**Verständnis prüfen**
A: Mit welchen Attributen wird helles Grün laut dem Text über Assoziationen mit Grün verbunden?
B: Schreiben Sie den Textauszug über Assoziationen mit Grün im Anschluss an seinen letzten Satz weiter.

Assoziationen mit Grün
Optisch wirkt grüner Slime hauptsächlich über seine Materialität und die Tatsache, dass Erwachsene grelle Farben weniger ansprechend finden als Kinder. Tobias C. Breiner beleuchtet in seinem Buch „Farb- und Formpsychologie“ die Assoziationen mit der Farbe Grün. Sie reichen von friedlich und heilend bis stinkend und unheilig. Die Spannbreite hängt mit der jeweiligen Helligkeit und Sättigung des Grüns zusammen. Helles Grün, in diesem Fall „toxic slime green“, wird mit folgenden Attributen verbunden: jung, unreif, giftig, stinkend, dämonisch und böse. Diese Farbassoziationen werden in der Popkultur bewusst eingesetzt.

**Einträge**
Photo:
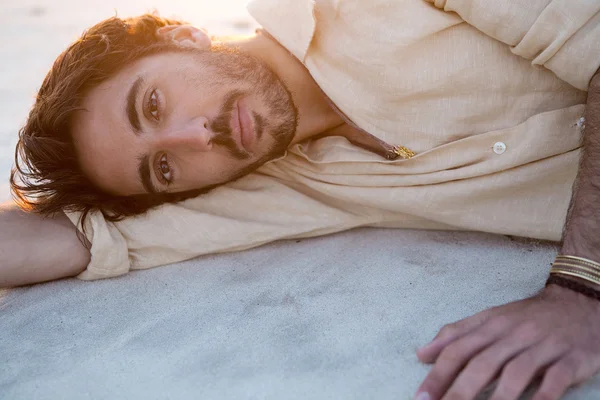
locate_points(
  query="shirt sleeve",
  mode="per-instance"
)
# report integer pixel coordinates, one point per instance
(250, 212)
(561, 35)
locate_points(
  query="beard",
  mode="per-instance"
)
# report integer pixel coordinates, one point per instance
(232, 68)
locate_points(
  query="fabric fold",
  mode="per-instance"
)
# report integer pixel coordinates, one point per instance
(561, 35)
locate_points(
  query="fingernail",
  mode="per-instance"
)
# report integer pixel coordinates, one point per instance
(423, 396)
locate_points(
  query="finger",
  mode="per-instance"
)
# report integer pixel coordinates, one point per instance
(557, 379)
(456, 355)
(525, 367)
(449, 333)
(488, 364)
(166, 28)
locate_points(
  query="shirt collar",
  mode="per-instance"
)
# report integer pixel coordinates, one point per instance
(291, 22)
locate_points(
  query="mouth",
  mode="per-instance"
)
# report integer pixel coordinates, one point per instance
(243, 125)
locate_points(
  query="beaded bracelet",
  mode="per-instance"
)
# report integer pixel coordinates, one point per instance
(575, 286)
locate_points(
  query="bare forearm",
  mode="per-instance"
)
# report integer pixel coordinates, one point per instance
(36, 249)
(582, 231)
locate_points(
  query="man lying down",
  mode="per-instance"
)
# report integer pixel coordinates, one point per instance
(445, 114)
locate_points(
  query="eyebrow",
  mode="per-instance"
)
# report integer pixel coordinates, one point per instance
(132, 114)
(134, 120)
(144, 173)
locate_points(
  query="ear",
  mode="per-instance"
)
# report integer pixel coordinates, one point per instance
(186, 35)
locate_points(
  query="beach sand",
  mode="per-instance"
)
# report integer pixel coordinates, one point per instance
(338, 317)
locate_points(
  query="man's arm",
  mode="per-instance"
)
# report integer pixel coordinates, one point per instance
(582, 231)
(553, 334)
(36, 249)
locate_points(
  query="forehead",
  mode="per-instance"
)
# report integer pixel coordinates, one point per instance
(103, 138)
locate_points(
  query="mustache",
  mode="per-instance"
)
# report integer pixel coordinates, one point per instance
(221, 126)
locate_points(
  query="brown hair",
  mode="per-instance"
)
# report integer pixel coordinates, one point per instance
(47, 177)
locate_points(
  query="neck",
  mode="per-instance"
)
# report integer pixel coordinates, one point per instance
(315, 115)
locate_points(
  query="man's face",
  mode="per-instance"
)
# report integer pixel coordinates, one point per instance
(181, 120)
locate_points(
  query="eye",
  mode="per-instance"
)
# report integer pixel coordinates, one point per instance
(153, 105)
(165, 174)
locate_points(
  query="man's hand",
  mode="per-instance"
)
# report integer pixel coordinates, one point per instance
(554, 335)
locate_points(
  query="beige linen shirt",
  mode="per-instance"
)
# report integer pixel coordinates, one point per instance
(498, 139)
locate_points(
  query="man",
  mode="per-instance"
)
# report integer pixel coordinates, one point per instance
(423, 120)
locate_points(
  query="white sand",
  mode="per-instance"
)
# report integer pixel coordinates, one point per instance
(332, 318)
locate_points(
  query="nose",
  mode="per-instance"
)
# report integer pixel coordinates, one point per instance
(193, 135)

**Lösungen im Einzelnen**
A: Mit jung, unreif, giftig, stinkend, dämonisch und böse.

B:
Schleimige Kultobjekte
Diese acht Kultobjekte aus den 90er Jahren stehen ganz im Zeichen des „toxic slime green“ und spielen ganz unterschiedlich mit dem Unreifen, dem Glibbrig-Giftigen und dem Unheimlich-Bedrohlichen:
Nickelodeon verkaufte eine zähere Version des Slime unter dem Namen „GAK“. 2012 wurde „GAK“ in neuer Rezeptur wieder vorübergehend von Nickelodeon vertrieben.
„Gänsehaut – Die Stunde der Geister“ war neben „Geschichten aus der Gruft“ und „Eerie Indiana – Die andere Dimension“ die Gruselserie schlechthin für Kinder in den 90er Jahren. Die Serie basiert auf der gleichnamigen Buchreihe von R. L. Stine und ist, nach Harry Potter, die erfolgreichste Kinderbuchserie der Welt.
Zur Kaugummi-Zigarette gab es in den 90ern einen erfrischenden Solero Shot. Leider schmolzen die grünen Eisperlen mit Limetten-Geschmack in der Packung schnell aneinander und man bekam sie nicht immer in fester Form aus dem Shot-Behälter.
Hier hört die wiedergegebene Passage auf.